* START Stored records *

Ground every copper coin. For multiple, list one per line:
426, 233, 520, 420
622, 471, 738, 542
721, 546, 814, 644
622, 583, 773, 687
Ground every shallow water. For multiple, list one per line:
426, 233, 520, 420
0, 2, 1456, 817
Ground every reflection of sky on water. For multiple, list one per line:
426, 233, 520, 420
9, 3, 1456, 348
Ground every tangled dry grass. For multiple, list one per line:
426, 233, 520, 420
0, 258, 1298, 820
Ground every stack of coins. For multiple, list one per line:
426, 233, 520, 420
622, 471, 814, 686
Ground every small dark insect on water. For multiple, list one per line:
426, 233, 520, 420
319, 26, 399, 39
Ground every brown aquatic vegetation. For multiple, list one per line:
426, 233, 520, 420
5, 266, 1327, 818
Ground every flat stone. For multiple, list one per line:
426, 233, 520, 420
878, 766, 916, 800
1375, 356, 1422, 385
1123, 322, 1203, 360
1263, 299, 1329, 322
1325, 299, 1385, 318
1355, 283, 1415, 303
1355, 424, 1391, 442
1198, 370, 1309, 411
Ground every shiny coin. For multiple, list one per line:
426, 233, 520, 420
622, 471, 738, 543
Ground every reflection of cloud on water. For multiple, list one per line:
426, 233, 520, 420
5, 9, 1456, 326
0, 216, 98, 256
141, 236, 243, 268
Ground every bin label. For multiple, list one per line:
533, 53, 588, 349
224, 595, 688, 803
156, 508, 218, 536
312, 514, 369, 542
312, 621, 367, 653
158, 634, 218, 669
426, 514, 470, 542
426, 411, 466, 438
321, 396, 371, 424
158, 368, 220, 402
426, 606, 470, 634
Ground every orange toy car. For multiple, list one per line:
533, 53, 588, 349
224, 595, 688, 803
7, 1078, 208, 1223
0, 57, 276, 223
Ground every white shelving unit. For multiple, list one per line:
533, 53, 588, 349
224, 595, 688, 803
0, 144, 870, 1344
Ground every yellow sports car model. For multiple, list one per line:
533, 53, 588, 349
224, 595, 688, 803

* END Stored records *

◆ Description of the task
Convert every line of the listing above into a JSON array of strings, one string per line, leaving out any blank lines.

◆ Exercise answer
[
  "Ground every copper coin. For multiple, list one per line:",
  "426, 233, 520, 420",
  "622, 471, 738, 542",
  "721, 546, 814, 644",
  "622, 583, 773, 687",
  "Ground every shallow water. For multiple, list one per line:",
  "426, 233, 520, 420",
  "0, 2, 1456, 817",
  "Ground every reflection of sky on water. For multiple, list one per line:",
  "426, 233, 520, 420",
  "9, 3, 1456, 348",
  "Ground every tangled dry grass. For multiple, list one per line:",
  "426, 233, 520, 420",
  "0, 258, 1298, 820",
  "Ground every stack of coins. For multiple, list one per line:",
  "426, 233, 520, 420",
  "622, 471, 814, 686",
  "Ground every small dark insect on water. For multiple, list one per line:",
  "426, 233, 520, 420",
  "319, 26, 399, 39",
  "Ground every brown aquatic vegetation. For multiple, list one per line:",
  "426, 233, 520, 420",
  "5, 266, 1327, 818",
  "Ground every flat stone. For multiple, list one per line:",
  "426, 233, 520, 420",
  "878, 766, 916, 800",
  "1375, 356, 1422, 385",
  "1123, 322, 1203, 360",
  "1263, 299, 1329, 322",
  "1325, 299, 1385, 318",
  "1355, 283, 1415, 303",
  "1355, 424, 1391, 442",
  "1198, 370, 1309, 411",
  "Ground every shiny coin. For multiple, list one per line:",
  "426, 233, 520, 420",
  "622, 471, 738, 543",
  "Ground every reflection of cloud on water. For multiple, list one per line:",
  "426, 233, 520, 420",
  "5, 9, 1456, 326",
  "0, 216, 98, 256",
  "141, 236, 243, 268",
  "Ground every bin label. For multiple, list one per line:",
  "533, 53, 588, 349",
  "224, 595, 688, 803",
  "156, 508, 218, 536",
  "312, 514, 369, 542",
  "312, 621, 367, 653",
  "158, 634, 218, 669",
  "426, 514, 470, 542",
  "426, 411, 466, 438",
  "321, 396, 371, 424",
  "158, 368, 220, 402",
  "426, 606, 470, 634",
  "Ground every orange toy car. For multiple, list one per line:",
  "533, 53, 588, 349",
  "224, 595, 688, 803",
  "7, 1078, 208, 1223",
  "0, 57, 276, 223",
  "Ground every white shelving unit. For multiple, list one per line:",
  "533, 53, 588, 349",
  "224, 595, 688, 803",
  "0, 144, 870, 1344",
  "Ground every yellow sports car model. For multiple, list one per line:",
  "533, 53, 588, 349",
  "224, 595, 688, 803"
]